# Request
Which lines in the rows below contain the word "trace"? Copy each of those lines in full.

# Excerpted records
==========

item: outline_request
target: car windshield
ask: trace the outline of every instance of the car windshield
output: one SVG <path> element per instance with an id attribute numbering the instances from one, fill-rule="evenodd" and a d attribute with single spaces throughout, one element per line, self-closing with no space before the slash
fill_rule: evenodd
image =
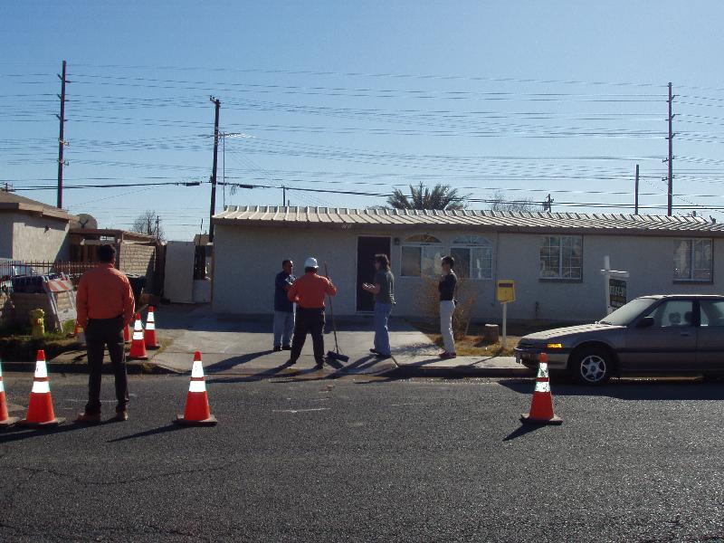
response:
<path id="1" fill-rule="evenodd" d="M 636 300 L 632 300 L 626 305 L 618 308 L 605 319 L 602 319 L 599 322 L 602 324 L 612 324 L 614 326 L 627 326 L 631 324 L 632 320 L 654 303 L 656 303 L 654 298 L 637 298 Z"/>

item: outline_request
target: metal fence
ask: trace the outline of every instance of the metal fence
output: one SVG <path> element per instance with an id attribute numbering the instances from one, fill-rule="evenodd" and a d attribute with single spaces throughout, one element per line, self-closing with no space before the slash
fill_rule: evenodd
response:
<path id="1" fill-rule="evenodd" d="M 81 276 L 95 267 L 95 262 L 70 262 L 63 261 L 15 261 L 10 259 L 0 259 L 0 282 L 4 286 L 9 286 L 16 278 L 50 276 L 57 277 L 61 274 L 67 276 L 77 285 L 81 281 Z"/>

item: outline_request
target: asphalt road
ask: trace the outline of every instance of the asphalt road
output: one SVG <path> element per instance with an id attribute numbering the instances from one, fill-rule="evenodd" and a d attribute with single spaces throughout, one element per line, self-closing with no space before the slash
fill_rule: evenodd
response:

==========

# Full output
ask: trace the outline of every instance of the car windshield
ask: trace the outline of every instance of the metal fence
ask: trace the outline of every instance of the asphalt road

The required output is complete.